▶ **EXERCISE MATERIAL**
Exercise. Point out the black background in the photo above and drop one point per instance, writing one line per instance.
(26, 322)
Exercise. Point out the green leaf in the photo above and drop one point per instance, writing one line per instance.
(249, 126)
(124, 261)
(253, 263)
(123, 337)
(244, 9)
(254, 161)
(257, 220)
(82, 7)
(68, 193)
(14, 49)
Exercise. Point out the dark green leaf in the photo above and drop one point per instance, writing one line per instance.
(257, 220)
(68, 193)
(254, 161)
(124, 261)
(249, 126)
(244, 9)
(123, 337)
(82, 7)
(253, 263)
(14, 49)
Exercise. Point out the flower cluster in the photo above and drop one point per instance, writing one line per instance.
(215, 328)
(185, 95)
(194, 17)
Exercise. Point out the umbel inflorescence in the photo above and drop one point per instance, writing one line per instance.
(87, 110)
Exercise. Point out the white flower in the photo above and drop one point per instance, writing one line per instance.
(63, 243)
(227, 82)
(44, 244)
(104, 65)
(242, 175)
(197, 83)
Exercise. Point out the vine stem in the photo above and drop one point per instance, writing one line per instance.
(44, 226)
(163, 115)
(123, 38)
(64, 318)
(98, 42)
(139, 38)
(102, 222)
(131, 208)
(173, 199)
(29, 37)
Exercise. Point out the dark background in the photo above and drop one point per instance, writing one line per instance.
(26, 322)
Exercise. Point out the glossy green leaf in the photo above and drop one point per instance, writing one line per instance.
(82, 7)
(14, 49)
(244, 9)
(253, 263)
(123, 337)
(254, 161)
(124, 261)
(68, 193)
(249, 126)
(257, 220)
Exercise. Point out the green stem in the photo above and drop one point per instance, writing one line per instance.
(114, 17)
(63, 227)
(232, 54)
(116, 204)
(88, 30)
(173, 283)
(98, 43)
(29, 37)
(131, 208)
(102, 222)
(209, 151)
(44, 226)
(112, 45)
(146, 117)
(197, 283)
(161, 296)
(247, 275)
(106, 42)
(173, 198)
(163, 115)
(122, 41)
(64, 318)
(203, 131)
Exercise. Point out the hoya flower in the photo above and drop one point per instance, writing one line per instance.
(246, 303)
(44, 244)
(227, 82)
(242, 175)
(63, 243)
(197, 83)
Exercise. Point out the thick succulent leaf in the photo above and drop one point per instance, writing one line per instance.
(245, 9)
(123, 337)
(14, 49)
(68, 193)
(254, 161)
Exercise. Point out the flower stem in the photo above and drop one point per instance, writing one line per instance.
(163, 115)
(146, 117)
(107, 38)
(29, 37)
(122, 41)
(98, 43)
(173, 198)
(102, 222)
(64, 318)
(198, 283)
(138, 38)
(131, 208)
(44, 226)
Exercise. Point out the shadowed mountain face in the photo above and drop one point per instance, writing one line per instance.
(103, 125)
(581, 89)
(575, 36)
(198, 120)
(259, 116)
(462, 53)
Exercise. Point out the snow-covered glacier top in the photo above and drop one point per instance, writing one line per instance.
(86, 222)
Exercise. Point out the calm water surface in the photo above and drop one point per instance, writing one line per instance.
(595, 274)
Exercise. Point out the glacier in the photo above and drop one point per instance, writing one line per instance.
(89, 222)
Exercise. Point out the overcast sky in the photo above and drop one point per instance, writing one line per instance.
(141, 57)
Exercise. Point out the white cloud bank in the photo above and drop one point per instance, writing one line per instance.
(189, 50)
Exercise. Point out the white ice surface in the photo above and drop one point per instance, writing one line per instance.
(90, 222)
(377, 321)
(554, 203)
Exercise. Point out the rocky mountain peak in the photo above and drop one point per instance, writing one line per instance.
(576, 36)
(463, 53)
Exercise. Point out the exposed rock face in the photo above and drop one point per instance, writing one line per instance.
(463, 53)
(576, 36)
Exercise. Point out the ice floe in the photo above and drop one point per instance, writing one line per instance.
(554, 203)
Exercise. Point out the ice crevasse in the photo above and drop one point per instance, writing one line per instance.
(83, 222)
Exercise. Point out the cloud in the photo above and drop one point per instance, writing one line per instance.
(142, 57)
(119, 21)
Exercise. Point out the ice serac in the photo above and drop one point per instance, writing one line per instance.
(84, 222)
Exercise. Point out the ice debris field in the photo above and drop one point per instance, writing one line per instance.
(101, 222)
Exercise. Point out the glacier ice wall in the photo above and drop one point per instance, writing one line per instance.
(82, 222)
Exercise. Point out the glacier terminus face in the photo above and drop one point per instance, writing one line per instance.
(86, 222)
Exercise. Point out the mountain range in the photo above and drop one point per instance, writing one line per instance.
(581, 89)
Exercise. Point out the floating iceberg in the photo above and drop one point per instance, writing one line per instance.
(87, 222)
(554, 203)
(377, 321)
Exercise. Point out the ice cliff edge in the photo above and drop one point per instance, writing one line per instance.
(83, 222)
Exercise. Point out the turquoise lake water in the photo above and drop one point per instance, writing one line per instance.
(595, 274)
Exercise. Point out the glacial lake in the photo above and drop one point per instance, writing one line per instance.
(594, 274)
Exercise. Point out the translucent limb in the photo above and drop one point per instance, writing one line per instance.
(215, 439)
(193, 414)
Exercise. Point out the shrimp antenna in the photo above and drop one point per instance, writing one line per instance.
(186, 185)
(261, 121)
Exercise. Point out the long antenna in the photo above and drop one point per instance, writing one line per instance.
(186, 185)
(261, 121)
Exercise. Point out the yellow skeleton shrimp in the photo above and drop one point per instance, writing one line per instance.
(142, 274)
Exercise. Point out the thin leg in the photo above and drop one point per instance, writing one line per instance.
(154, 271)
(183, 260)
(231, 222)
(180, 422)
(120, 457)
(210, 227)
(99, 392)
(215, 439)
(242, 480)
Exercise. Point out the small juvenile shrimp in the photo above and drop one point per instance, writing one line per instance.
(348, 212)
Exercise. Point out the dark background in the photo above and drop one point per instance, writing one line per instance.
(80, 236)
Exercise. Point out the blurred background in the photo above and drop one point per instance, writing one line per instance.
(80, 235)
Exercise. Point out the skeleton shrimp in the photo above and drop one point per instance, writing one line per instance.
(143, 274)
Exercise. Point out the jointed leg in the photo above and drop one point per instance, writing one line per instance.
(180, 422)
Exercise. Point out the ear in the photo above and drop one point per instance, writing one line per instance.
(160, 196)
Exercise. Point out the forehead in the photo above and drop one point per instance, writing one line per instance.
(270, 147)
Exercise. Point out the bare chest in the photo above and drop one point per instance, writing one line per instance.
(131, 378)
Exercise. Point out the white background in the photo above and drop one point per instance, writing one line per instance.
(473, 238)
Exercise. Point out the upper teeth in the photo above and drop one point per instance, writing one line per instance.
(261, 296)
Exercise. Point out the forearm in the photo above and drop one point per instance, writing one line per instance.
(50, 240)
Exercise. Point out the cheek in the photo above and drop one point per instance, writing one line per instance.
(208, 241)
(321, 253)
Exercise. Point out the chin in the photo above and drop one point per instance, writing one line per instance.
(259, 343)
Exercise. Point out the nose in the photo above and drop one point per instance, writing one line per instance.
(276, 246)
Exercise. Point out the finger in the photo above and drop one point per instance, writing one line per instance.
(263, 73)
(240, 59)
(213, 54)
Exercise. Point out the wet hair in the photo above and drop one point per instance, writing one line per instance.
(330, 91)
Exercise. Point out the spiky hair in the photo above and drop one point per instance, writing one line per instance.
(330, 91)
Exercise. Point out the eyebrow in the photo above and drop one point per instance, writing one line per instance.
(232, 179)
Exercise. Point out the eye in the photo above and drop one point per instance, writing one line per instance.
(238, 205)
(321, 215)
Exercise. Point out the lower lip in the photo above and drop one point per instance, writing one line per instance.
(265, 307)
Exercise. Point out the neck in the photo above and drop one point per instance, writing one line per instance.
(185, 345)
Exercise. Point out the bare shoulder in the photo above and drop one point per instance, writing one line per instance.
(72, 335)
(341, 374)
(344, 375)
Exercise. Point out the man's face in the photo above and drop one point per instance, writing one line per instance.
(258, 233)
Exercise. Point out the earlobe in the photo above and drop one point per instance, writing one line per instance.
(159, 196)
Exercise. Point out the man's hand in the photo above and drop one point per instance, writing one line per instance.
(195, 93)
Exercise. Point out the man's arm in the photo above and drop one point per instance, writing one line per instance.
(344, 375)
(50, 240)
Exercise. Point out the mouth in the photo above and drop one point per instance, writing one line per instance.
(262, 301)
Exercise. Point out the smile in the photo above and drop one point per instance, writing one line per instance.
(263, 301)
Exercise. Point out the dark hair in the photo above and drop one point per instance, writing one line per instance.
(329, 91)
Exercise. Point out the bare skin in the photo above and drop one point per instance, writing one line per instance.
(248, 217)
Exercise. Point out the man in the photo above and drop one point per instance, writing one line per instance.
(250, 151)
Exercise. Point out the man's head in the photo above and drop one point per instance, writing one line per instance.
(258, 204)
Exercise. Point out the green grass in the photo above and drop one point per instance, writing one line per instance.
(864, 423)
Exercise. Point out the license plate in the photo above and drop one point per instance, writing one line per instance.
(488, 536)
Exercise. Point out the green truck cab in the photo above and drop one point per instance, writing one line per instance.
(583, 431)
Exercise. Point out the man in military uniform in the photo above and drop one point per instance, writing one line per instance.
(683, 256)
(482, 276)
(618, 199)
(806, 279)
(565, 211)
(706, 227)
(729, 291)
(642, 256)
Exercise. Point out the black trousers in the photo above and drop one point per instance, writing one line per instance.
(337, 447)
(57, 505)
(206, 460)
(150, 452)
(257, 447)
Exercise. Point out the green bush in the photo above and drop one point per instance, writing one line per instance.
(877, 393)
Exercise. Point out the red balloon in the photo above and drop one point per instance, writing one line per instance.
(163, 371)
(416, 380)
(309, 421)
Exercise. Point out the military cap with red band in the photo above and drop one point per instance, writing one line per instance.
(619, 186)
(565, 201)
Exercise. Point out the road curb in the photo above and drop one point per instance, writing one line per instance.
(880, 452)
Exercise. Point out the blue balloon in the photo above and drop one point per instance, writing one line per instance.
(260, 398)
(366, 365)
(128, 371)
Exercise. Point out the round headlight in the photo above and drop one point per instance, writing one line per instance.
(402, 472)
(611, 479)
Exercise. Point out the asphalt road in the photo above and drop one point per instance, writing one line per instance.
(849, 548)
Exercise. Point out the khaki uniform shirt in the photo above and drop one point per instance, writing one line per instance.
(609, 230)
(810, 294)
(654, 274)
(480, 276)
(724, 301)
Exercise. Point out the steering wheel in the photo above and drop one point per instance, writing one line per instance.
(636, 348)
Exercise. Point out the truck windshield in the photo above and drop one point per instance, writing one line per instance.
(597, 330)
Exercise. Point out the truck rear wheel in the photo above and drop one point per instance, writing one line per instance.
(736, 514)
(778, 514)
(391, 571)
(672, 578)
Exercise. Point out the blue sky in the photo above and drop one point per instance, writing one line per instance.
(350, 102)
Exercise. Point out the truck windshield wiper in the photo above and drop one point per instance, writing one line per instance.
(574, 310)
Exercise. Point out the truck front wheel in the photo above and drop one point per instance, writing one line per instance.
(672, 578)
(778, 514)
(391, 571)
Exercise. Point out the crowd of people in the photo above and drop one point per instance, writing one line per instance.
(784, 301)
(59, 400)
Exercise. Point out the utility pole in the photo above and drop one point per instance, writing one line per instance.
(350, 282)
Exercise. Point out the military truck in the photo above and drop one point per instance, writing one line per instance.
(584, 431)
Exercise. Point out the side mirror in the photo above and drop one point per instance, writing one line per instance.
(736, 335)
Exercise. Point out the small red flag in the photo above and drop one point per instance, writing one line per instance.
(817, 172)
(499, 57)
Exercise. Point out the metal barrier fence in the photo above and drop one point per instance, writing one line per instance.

▶ **DESCRIPTION OF THE TASK**
Exactly as written, give again every line from the one containing "Exercise. Point out the blue sky" through the last line of the material above, and no other lines.

▶ **REPLY TO THE EXERCISE**
Exercise. Point out the blue sky in the photo above and drop one point per instance, writing one line per instance.
(350, 102)
Exercise. Point out the truck windshield wiper in the photo above and drop one point per instance, writing one line per instance.
(574, 310)
Exercise. Point out the truck front wheel in the photo above and drop one point per instance, writing one line per instance.
(672, 578)
(778, 514)
(391, 571)
Exercise. Point out the crowd of people in the photo above and drop one point per instance, writing one line per instance.
(784, 301)
(59, 400)
Exercise. Point out the utility pole in the photo above and drop one point per instance, writing one line per instance.
(350, 282)
Exercise. Point out the military truck in the photo above and drop one point per instance, writing one line per instance.
(584, 431)
Exercise. Point out the side mirror in the photo above and drop one point per instance, writing one line per instance.
(736, 335)
Exercise. Point out the small red flag in the photo above and drop one point per instance, writing one line per instance.
(817, 172)
(499, 57)
Exercise. Point out the metal barrier fence in the photo above and drop one point per instance, writing one line per instance.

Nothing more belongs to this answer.